**WORK INSTRUCTIONS**: In the records below, find the line containing "The locator SHOULD return, for each instance of the shorts". Restate it and all the lines after it exactly, and omit the rest.

(Region pointing data)
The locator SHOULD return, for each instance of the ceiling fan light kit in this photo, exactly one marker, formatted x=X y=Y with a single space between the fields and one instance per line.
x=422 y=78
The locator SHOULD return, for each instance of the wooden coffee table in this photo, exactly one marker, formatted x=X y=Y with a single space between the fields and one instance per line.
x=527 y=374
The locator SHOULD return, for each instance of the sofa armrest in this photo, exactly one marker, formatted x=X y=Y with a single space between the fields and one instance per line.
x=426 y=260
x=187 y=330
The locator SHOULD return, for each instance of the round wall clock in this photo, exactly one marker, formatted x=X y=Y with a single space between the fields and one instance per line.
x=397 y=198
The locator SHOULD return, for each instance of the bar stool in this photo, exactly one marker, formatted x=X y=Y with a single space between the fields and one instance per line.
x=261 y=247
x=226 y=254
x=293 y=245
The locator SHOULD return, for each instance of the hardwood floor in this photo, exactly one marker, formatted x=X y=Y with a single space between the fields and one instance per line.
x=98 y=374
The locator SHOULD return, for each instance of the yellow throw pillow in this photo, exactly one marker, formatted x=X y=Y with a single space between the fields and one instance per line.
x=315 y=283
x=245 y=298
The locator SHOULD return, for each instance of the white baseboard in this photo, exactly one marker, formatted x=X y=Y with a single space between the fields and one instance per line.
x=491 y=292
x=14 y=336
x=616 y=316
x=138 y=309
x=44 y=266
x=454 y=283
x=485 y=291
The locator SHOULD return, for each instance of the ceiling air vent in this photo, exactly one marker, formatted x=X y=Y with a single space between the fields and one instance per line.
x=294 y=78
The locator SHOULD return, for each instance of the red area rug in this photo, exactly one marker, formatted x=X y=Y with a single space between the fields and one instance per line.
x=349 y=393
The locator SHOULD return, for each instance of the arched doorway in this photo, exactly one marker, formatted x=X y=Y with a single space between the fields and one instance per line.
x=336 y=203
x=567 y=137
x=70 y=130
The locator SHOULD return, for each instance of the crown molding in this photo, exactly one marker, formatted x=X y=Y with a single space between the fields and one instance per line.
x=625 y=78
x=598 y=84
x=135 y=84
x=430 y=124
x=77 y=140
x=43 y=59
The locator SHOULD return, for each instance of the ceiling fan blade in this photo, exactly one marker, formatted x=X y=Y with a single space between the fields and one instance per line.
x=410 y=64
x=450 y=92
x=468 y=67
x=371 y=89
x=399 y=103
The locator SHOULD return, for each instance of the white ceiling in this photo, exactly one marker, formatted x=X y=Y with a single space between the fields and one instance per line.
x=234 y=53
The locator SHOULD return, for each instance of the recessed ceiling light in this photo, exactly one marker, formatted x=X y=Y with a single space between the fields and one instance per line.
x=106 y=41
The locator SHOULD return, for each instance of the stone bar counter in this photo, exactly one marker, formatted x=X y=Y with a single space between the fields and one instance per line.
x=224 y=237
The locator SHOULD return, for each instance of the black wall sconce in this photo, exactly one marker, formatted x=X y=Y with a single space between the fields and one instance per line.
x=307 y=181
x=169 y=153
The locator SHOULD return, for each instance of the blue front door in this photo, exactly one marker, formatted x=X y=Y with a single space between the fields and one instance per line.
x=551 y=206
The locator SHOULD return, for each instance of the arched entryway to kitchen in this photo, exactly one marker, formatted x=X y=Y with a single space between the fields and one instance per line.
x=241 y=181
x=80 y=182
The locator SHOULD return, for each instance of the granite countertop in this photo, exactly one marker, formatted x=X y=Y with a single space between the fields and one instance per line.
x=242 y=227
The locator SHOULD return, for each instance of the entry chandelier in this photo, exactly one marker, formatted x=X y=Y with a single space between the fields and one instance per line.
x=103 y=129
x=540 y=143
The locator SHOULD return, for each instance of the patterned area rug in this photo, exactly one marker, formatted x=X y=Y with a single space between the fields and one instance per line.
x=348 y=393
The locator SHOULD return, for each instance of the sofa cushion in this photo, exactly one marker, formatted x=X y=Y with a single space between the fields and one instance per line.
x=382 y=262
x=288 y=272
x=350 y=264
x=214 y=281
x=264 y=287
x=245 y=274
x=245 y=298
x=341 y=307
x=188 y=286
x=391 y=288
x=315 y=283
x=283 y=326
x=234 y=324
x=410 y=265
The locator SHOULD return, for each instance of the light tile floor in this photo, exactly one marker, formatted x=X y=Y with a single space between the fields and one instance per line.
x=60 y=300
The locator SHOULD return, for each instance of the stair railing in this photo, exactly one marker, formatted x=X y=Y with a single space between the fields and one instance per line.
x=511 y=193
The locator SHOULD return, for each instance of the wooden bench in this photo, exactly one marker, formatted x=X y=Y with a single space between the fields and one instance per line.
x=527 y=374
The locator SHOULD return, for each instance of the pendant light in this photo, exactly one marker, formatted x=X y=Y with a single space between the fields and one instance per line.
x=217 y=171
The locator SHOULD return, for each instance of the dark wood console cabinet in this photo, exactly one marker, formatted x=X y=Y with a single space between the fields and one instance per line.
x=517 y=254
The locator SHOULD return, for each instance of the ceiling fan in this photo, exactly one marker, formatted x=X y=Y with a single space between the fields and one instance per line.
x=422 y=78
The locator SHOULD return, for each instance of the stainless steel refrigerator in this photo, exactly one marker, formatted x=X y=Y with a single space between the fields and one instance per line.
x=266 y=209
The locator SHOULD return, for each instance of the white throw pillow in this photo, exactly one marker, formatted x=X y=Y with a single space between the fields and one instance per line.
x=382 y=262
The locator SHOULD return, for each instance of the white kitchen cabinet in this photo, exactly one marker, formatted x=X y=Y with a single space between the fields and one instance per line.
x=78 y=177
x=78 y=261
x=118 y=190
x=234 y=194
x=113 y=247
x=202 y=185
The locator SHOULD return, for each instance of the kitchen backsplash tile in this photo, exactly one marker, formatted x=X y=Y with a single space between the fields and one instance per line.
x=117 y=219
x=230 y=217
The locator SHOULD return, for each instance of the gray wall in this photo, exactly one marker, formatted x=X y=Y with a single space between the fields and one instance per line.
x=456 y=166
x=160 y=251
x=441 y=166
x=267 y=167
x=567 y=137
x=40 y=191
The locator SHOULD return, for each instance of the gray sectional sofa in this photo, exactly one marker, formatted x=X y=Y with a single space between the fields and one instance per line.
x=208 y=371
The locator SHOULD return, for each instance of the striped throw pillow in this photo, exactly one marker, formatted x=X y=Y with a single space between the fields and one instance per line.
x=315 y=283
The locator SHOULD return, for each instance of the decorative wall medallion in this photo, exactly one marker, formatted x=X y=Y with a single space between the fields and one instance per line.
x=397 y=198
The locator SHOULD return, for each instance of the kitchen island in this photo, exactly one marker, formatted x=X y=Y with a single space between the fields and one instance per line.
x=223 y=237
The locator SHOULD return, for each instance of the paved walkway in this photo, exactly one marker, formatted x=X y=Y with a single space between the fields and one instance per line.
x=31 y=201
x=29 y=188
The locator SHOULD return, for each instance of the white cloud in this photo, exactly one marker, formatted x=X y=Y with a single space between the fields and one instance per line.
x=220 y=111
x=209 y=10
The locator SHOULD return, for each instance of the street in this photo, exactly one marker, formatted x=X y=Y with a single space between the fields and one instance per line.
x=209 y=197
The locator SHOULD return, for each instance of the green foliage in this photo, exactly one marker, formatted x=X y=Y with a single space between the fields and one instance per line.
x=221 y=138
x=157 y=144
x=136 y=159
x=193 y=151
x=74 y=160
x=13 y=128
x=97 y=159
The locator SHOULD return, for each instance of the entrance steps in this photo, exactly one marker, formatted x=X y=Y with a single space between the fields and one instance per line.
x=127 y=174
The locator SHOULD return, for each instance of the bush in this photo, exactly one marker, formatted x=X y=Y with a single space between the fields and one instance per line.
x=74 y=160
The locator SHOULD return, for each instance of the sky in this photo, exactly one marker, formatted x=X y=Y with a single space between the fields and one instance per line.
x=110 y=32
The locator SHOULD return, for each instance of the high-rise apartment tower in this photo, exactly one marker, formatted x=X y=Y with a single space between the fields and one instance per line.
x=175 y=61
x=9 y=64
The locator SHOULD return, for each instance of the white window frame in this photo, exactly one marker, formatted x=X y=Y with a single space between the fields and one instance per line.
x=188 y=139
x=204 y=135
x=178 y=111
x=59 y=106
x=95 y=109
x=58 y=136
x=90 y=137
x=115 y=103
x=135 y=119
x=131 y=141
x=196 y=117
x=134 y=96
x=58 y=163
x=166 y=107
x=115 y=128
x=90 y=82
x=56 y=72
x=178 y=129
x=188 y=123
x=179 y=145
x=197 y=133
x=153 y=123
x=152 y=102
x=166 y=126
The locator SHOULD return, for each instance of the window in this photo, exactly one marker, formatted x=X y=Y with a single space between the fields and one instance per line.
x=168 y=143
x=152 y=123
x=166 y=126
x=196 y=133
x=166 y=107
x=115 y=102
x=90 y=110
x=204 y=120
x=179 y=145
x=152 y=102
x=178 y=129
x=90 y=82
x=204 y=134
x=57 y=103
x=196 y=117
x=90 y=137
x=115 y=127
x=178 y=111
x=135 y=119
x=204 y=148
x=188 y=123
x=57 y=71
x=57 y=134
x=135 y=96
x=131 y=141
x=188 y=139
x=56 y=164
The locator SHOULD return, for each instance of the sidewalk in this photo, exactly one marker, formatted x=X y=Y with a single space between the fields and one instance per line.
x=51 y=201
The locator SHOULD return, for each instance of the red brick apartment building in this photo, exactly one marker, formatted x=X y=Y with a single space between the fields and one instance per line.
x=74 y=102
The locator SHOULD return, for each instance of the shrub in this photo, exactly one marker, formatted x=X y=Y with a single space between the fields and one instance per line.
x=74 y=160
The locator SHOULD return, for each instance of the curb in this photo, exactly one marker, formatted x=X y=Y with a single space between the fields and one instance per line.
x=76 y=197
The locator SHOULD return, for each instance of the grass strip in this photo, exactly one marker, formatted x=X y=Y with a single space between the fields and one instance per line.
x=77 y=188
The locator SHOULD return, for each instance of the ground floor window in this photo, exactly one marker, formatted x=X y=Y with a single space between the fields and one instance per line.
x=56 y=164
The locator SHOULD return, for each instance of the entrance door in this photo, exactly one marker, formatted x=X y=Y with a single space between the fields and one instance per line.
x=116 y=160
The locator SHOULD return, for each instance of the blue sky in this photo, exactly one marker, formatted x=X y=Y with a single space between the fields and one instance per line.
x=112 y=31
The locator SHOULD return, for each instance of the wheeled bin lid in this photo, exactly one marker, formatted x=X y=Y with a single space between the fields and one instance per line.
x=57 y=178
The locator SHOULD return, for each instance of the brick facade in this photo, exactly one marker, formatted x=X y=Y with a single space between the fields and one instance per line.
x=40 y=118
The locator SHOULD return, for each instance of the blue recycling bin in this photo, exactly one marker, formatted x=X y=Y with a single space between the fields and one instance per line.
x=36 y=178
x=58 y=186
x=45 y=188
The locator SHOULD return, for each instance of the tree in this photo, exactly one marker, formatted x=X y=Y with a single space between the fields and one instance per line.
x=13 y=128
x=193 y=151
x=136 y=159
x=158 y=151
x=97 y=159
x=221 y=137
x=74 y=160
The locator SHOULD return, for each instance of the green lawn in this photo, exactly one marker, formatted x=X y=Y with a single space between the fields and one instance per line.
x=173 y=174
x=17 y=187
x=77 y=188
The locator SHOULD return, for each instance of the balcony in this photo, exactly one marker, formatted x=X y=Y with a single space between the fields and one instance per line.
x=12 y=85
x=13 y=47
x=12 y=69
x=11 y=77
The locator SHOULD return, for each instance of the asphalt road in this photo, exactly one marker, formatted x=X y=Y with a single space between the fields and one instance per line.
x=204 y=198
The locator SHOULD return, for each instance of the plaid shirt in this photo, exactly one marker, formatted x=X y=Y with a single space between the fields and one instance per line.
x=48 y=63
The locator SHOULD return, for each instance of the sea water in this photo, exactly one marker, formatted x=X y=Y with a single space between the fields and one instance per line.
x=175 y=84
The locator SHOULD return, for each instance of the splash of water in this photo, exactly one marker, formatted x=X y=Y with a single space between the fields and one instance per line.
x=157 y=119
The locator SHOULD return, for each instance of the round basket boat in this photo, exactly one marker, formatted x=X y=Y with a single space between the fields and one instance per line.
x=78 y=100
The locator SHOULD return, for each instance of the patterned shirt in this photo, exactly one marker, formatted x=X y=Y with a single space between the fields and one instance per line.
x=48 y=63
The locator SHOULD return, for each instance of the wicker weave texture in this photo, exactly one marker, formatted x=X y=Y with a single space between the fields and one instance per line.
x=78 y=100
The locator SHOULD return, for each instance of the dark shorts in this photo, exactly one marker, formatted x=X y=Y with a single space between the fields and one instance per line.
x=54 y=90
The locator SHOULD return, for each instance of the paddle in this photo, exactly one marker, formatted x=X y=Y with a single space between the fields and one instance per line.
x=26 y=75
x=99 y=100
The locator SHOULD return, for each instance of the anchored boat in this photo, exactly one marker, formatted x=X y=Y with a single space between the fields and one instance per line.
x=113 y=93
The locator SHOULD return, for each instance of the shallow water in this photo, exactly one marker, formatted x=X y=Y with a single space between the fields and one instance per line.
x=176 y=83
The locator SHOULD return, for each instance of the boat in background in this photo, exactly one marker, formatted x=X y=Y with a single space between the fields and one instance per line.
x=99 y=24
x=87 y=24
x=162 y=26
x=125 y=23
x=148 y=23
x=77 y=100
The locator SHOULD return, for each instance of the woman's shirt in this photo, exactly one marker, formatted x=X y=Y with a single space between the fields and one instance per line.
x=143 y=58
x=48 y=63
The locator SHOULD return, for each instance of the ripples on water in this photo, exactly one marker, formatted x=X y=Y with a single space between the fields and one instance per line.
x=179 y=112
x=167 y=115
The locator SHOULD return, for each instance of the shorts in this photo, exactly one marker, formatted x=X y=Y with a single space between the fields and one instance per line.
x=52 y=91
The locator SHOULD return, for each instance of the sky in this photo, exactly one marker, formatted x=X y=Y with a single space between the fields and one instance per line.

**SOLUTION TO THIS TASK**:
The locator SHOULD return, for each instance of the shorts in this photo, exactly one marker, formatted x=X y=Y with a single space between the fields and one instance per line.
x=52 y=91
The locator SHOULD return, for each instance of the sky in this photo, exactly one marker, formatted x=X y=Y with a single space between the fields and one instance per line.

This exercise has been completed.